WHAT TO PRODUCE: Format every one of the lines below as a JSON list of strings, one string per line, with blank lines skipped and the pictures left out.

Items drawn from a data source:
◇ ◇ ◇ ◇

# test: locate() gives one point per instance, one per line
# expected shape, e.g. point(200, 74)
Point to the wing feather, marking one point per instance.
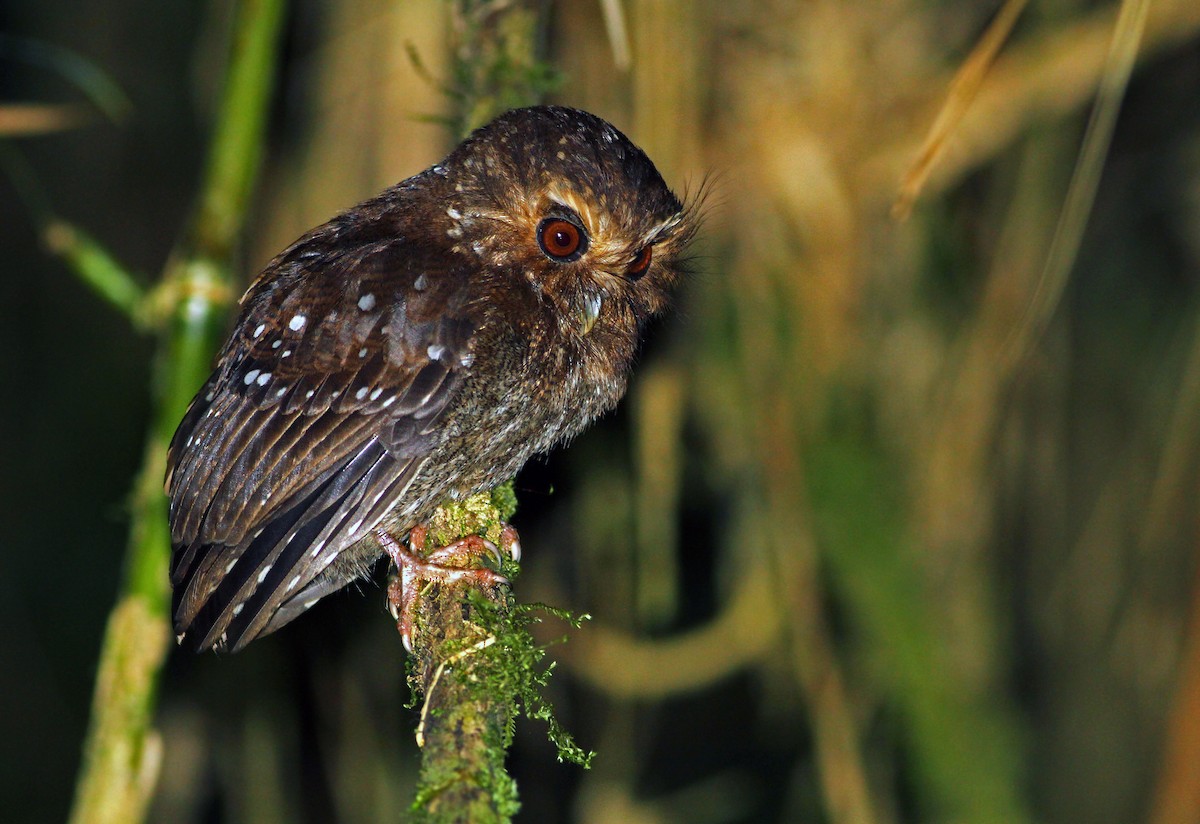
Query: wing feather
point(315, 425)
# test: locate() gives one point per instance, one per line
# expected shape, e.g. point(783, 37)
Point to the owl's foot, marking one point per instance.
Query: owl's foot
point(454, 561)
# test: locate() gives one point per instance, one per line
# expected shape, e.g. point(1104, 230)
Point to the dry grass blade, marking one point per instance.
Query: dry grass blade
point(1086, 176)
point(618, 32)
point(28, 119)
point(963, 90)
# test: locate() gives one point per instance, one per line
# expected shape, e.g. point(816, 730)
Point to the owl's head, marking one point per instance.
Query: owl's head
point(564, 204)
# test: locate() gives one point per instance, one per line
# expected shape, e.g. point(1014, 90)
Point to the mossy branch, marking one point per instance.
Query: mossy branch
point(121, 753)
point(474, 662)
point(474, 666)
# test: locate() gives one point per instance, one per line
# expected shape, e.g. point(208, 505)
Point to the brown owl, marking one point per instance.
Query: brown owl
point(415, 349)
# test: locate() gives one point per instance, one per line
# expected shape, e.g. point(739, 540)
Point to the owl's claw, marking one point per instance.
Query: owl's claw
point(417, 566)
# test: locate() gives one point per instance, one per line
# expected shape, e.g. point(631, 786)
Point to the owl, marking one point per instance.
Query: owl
point(415, 349)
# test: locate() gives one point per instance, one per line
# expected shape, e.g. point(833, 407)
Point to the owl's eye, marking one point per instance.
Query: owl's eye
point(641, 264)
point(562, 240)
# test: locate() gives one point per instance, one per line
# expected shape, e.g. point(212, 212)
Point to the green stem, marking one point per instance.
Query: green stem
point(123, 752)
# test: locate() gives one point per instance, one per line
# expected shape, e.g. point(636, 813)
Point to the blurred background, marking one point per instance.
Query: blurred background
point(897, 523)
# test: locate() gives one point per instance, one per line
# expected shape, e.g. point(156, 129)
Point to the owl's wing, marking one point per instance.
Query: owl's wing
point(319, 415)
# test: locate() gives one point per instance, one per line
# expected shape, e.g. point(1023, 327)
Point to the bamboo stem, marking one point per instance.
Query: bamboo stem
point(123, 752)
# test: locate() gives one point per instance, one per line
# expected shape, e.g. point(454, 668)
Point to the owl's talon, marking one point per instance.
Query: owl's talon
point(414, 569)
point(510, 542)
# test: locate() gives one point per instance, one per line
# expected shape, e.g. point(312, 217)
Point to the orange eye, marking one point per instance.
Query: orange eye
point(641, 263)
point(562, 240)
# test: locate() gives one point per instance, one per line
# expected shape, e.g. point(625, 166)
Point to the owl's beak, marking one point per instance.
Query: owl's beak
point(591, 311)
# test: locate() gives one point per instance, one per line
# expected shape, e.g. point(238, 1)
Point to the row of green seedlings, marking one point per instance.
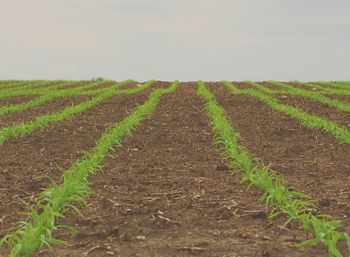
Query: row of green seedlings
point(35, 89)
point(54, 202)
point(51, 95)
point(22, 129)
point(277, 194)
point(31, 88)
point(336, 84)
point(323, 88)
point(291, 90)
point(306, 119)
point(22, 83)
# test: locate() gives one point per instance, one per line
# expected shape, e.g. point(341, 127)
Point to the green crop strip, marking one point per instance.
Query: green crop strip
point(19, 83)
point(290, 90)
point(306, 119)
point(22, 129)
point(277, 194)
point(324, 89)
point(56, 200)
point(46, 98)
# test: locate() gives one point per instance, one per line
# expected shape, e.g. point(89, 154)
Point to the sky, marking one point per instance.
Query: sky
point(179, 39)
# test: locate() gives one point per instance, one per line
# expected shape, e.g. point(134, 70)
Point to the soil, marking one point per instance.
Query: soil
point(316, 108)
point(24, 161)
point(311, 161)
point(167, 192)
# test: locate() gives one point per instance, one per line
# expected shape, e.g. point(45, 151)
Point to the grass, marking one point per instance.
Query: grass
point(308, 120)
point(277, 194)
point(323, 89)
point(56, 200)
point(22, 129)
point(290, 90)
point(46, 98)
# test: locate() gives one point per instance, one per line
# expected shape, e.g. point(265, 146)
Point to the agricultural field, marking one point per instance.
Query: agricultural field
point(239, 169)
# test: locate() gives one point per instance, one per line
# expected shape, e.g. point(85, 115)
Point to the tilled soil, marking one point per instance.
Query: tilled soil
point(316, 108)
point(24, 161)
point(166, 192)
point(58, 104)
point(310, 160)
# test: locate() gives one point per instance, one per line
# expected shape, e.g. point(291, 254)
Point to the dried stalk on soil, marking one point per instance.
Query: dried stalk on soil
point(21, 129)
point(283, 199)
point(306, 119)
point(56, 200)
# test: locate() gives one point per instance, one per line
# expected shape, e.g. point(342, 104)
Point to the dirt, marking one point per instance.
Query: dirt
point(317, 108)
point(311, 161)
point(56, 105)
point(24, 161)
point(167, 191)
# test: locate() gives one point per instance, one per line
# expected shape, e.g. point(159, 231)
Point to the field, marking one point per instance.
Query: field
point(239, 169)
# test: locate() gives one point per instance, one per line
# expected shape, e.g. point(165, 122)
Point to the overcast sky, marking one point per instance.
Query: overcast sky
point(177, 39)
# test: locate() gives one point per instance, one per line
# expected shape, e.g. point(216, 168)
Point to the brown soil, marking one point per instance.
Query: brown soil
point(16, 99)
point(313, 107)
point(49, 151)
point(168, 193)
point(310, 160)
point(50, 107)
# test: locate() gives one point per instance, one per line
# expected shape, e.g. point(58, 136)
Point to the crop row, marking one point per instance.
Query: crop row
point(291, 90)
point(59, 198)
point(306, 119)
point(50, 96)
point(22, 91)
point(21, 129)
point(327, 88)
point(281, 198)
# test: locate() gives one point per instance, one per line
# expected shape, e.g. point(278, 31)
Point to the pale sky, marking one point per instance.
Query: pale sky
point(179, 39)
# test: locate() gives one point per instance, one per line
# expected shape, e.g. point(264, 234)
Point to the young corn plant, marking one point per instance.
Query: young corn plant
point(290, 90)
point(21, 129)
point(280, 198)
point(55, 201)
point(308, 120)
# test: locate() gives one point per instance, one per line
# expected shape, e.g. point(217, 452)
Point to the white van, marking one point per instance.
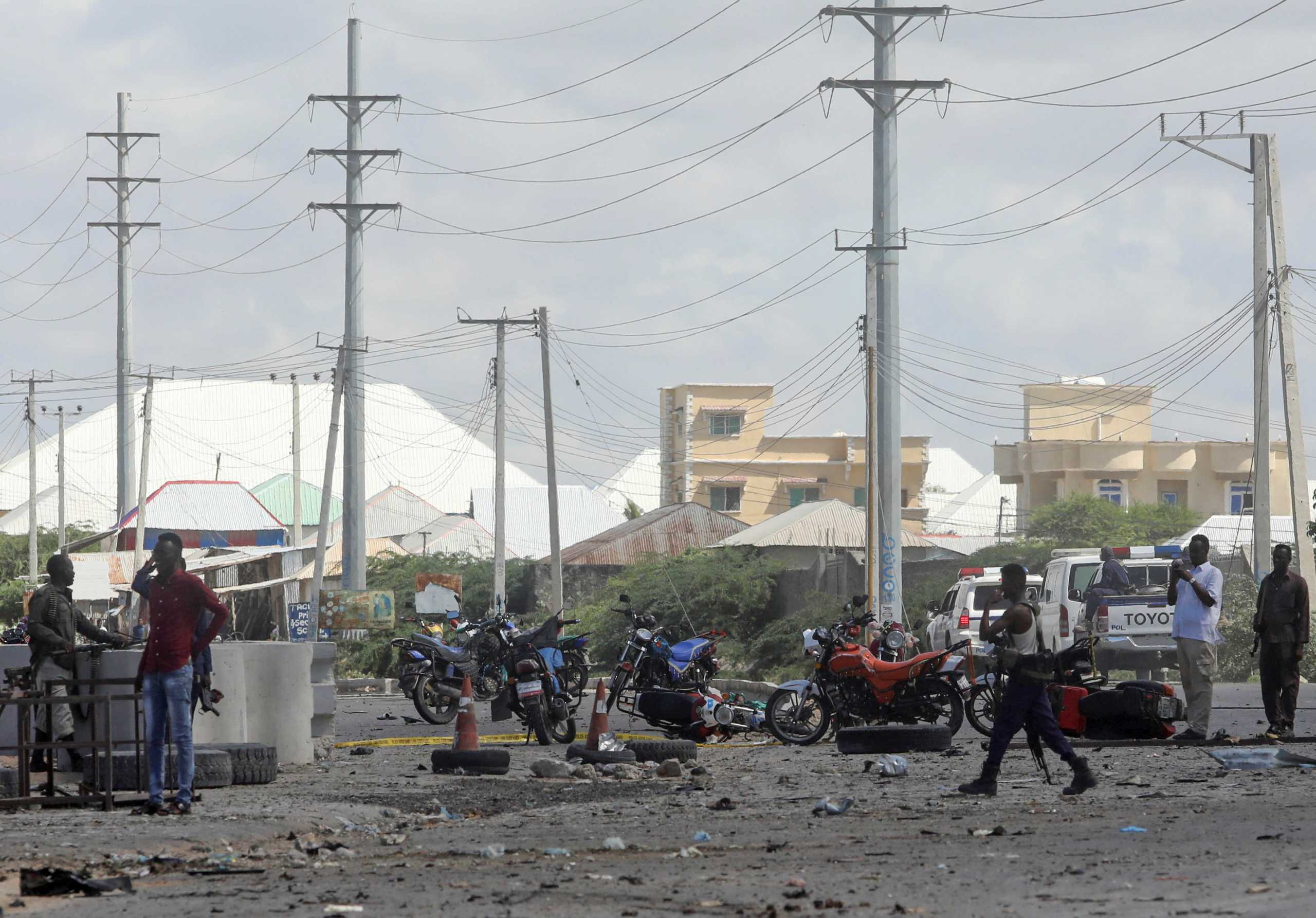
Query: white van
point(957, 616)
point(1135, 628)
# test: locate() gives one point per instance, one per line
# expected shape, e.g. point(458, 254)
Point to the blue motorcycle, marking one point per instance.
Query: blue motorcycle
point(650, 661)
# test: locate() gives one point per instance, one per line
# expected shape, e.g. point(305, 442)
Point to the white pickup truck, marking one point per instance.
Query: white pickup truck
point(1135, 628)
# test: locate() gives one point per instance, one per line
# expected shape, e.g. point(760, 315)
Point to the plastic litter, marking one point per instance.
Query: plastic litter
point(1261, 759)
point(833, 808)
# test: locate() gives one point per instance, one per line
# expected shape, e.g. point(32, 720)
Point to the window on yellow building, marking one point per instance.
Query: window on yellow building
point(724, 426)
point(724, 499)
point(806, 496)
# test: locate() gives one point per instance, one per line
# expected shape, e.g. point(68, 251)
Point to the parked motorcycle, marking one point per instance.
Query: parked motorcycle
point(534, 692)
point(1085, 705)
point(432, 672)
point(851, 687)
point(650, 661)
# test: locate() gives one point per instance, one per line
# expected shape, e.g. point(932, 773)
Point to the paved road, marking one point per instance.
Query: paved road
point(1237, 710)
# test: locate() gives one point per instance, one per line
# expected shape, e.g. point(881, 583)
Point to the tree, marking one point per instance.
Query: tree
point(1087, 520)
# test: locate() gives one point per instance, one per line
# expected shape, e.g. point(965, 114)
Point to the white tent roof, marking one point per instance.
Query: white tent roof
point(581, 514)
point(640, 480)
point(79, 508)
point(247, 427)
point(818, 525)
point(452, 534)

◇ ◇ ◇ ◇

RESPONSE TO THIS TASK:
[
  "# test: locate() gives one point per instance, one per line",
  "# expected shape, e.g. point(200, 74)",
  "Point to the wing feather, marking one point per instance.",
  "Query: wing feather",
  "point(315, 425)",
  "# test: locate() gives one point per instance, one per line",
  "# expected shape, e.g. point(783, 37)",
  "Point to the owl's foot, marking one point per instance.",
  "Query: owl's foot",
  "point(454, 561)",
  "# test: locate() gives one point per instance, one per line",
  "# expected shape, e.g. point(1104, 230)",
  "Point to the dry grass blade, marking one point per instance.",
  "Query: dry grass blade",
  "point(1086, 176)",
  "point(618, 32)",
  "point(28, 119)",
  "point(963, 90)",
  "# test: locate() gives one point per instance, one per line",
  "# expected shape, e.g. point(816, 730)",
  "Point to the owl's head, marking one point per instance.",
  "Query: owl's head",
  "point(564, 204)",
  "# test: locate() gives one point per instance, one per line",
  "# expected shape, e.g. point(1014, 90)",
  "Point to the mossy branch, marking one point per instance.",
  "Query: mossy branch",
  "point(121, 753)",
  "point(474, 662)",
  "point(474, 666)",
  "# test: locate() gives one point per instance, one per line",
  "# expected shape, e.g. point(208, 505)",
  "Point to the brown owl, marking one point per instance.",
  "Query: brown owl",
  "point(415, 349)",
  "# test: locate() gives one point per instance, one per line",
  "# expected shape, e.g. point(739, 540)",
  "Point to the owl's claw, marking one point per instance.",
  "Query: owl's claw",
  "point(417, 566)",
  "# test: locate() gives one point per instance, one per line",
  "# expected shape, e.g. point(631, 786)",
  "Point to the owl, marking one point per instance.",
  "Query: owl",
  "point(415, 349)",
  "# test: locate() gives one point per instance, one per line",
  "# expected shape, e.g. point(833, 407)",
  "Point to the owl's eye, marking one point per instance.",
  "Query: owl's eye",
  "point(641, 264)",
  "point(562, 240)",
  "# test: locate() gives one point per instance, one per line",
  "# expected shape, e.g. point(212, 212)",
  "Point to the green stem, marking one point per instance.",
  "Query: green stem",
  "point(123, 752)",
  "# test: locate() gives one point per instance, one per line",
  "# expected shape, e.g. point(636, 813)",
  "Point to the blurred background, marking one point per instance.",
  "Query: blurred background",
  "point(897, 523)",
  "# test: locate() gives one point per instance, one per line",
  "# expected shape, e.g. point(156, 129)",
  "Point to the owl's wing, marking one point per instance.",
  "Query: owl's wing",
  "point(319, 415)",
  "# test: locate() gives one point per instance, one per line",
  "# expected shape, e.g. point(1023, 327)",
  "Point to the bamboo stem, marking one point per instance.",
  "Query: bamboo stem",
  "point(123, 752)",
  "# test: locate() gives one point per instance, one per line",
  "# expected shape, e.g. point(454, 668)",
  "Point to the owl's talon, marking one point per instance.",
  "Query: owl's talon",
  "point(414, 569)",
  "point(510, 542)",
  "# test: locate() gives one point per instance, one per line",
  "# expected shape, e.g. point(312, 217)",
  "Point to the orange eye, marking one point per instance.",
  "Query: orange eye",
  "point(641, 263)",
  "point(562, 240)",
  "# test: locate() gives one point per instance, one per line",
  "# expected shape, e.g. point(625, 166)",
  "Point to the owl's beak, marking one point per instance.",
  "Query: owl's beak",
  "point(591, 311)",
  "# test: locate() gives one point per instance, one per line",
  "# expected shape, e.g. point(238, 1)",
  "Point to the row of green seedlings, marking one point per instance.",
  "Query: row of green seedlings",
  "point(35, 89)",
  "point(54, 202)",
  "point(51, 95)",
  "point(22, 129)",
  "point(277, 194)",
  "point(31, 88)",
  "point(336, 84)",
  "point(323, 88)",
  "point(291, 90)",
  "point(306, 119)",
  "point(22, 83)",
  "# test: locate() gives one point per instance, one per line",
  "# expected shape, e.g. point(341, 127)",
  "Point to the green crop strip, marking one point per instance.",
  "Query: green crop strip",
  "point(19, 83)",
  "point(290, 90)",
  "point(306, 119)",
  "point(22, 129)",
  "point(277, 194)",
  "point(324, 89)",
  "point(56, 200)",
  "point(46, 98)",
  "# test: locate() gives one point per instance, one per line",
  "# expected shape, e.g. point(89, 154)",
  "Point to the sky, marking one point per instance.",
  "Query: sky",
  "point(179, 39)",
  "# test: locate() gives one point per instance, one per line",
  "# expected shape, e.g. point(134, 70)",
  "Point to the soil, marking one point per instance.",
  "Query: soil",
  "point(316, 108)",
  "point(24, 161)",
  "point(311, 161)",
  "point(167, 192)",
  "# test: locate() gives one point per instance, one per line",
  "# expected shape, e.g. point(45, 151)",
  "Point to the grass, marking one point per instance.",
  "Query: grass",
  "point(308, 120)",
  "point(277, 194)",
  "point(323, 89)",
  "point(56, 200)",
  "point(22, 129)",
  "point(290, 90)",
  "point(46, 98)",
  "# test: locate() gives one point per instance, one per line",
  "# expected shape, e.g. point(265, 146)",
  "Point to the agricultural field, marking one point per instance.",
  "Query: agricultural field",
  "point(239, 169)",
  "# test: locate() gives one point per instance, one per line",
  "# expected shape, e.g. point(85, 115)",
  "Point to the tilled soil, marking one point per instance.",
  "Query: tilled soil",
  "point(316, 108)",
  "point(24, 161)",
  "point(166, 192)",
  "point(58, 104)",
  "point(310, 160)",
  "# test: locate() gives one point per instance, one per line",
  "# expected shape, e.g. point(291, 254)",
  "Point to the dried stalk on soil, marking one point per instance.",
  "Query: dried stalk on soil",
  "point(21, 129)",
  "point(283, 199)",
  "point(306, 119)",
  "point(56, 200)",
  "# test: locate() gives one point per instance, one per line",
  "# expected shape, e.g. point(342, 104)",
  "Point to the dirt, marking one point per instance.",
  "Query: dirt",
  "point(317, 108)",
  "point(311, 161)",
  "point(56, 105)",
  "point(24, 161)",
  "point(167, 191)",
  "# test: locate() gives one point per instance, one per line",
  "# expected shape, e.g. point(159, 231)",
  "Point to the field, marking one point per instance.",
  "Query: field",
  "point(239, 169)",
  "# test: locate() gives one point per instance, one per line",
  "# expected shape, e.g. point(165, 122)",
  "Point to the overcast sky, marking one point per instance.",
  "Query: overcast sky",
  "point(177, 39)",
  "# test: locate() gives one point per instance, one per line",
  "# expected shape, e.g. point(216, 168)",
  "Point to the brown soil, marking one point per instance.",
  "Query: brown soil",
  "point(16, 99)",
  "point(313, 107)",
  "point(49, 151)",
  "point(168, 193)",
  "point(310, 160)",
  "point(50, 107)",
  "# test: locate() gives one point per instance, one per line",
  "# expected shape, e.g. point(58, 136)",
  "Point to the crop row, marking one point per instance.",
  "Query: crop row",
  "point(291, 90)",
  "point(59, 198)",
  "point(306, 119)",
  "point(50, 96)",
  "point(22, 91)",
  "point(21, 129)",
  "point(327, 88)",
  "point(281, 198)",
  "# test: locate() gives one point per instance, one per line",
  "# expected shape, e.g. point(278, 31)",
  "Point to the pale sky, marking one point per instance.",
  "Query: pale sky",
  "point(179, 39)",
  "# test: locate() gives one point per instance, one per line",
  "# expected shape, e.g. point(264, 234)",
  "Point to the young corn plant, marking one point per instance.",
  "Query: young corn plant",
  "point(290, 90)",
  "point(21, 129)",
  "point(280, 198)",
  "point(55, 201)",
  "point(308, 120)",
  "# test: locate() gives one point per instance, one per line",
  "# expected shape, e.g. point(217, 452)",
  "Point to the white van, marking one point per instance.",
  "Query: white van",
  "point(957, 616)",
  "point(1135, 628)",
  "# test: locate() gives one point per instance, one per line",
  "# expected shape, e.g. point(458, 254)",
  "Point to the blue motorcycle, marking one point per instance.",
  "Query: blue motorcycle",
  "point(650, 661)",
  "# test: locate() gives one point per instance, one per line",
  "# expected shape, e.g. point(305, 442)",
  "Point to the white pickup truck, marking one point per instance.",
  "Query: white pickup truck",
  "point(1135, 628)",
  "# test: locate() gives one point per instance, one per line",
  "# expected shape, e.g. point(760, 315)",
  "Point to the plastic litter, marking one point per instance.",
  "Query: plastic litter",
  "point(1261, 759)",
  "point(833, 808)",
  "# test: locate() gives one point per instance, one per line",
  "# expected shape, e.g. point(32, 720)",
  "Point to the window on yellow building, marking one point per instance.",
  "Query: window on yellow building",
  "point(724, 426)",
  "point(724, 499)",
  "point(806, 496)",
  "# test: locate() gives one point per instance, one per line",
  "# expected shape, e.g. point(68, 251)",
  "Point to the parked motorcycle, marking one point per instance.",
  "Query: parked motorcycle",
  "point(534, 692)",
  "point(1085, 705)",
  "point(432, 672)",
  "point(851, 687)",
  "point(650, 661)",
  "# test: locate() gives one point per instance, one per line",
  "# expected shape, e.g. point(932, 773)",
  "Point to the paved road, marking one point per instance.",
  "Query: paved road",
  "point(1237, 710)",
  "# test: locate() gives one point per instance, one per line",
  "# expected shape, e.g. point(881, 583)",
  "Point to the tree, marking one point per instance.",
  "Query: tree",
  "point(1087, 520)",
  "# test: locate() gives one point per instance, one per line",
  "# expected shape, e.g. point(965, 114)",
  "Point to the white tent roof, marking one point per instance.",
  "Query: white tent roof",
  "point(581, 514)",
  "point(640, 480)",
  "point(79, 508)",
  "point(247, 427)",
  "point(818, 525)",
  "point(452, 534)"
]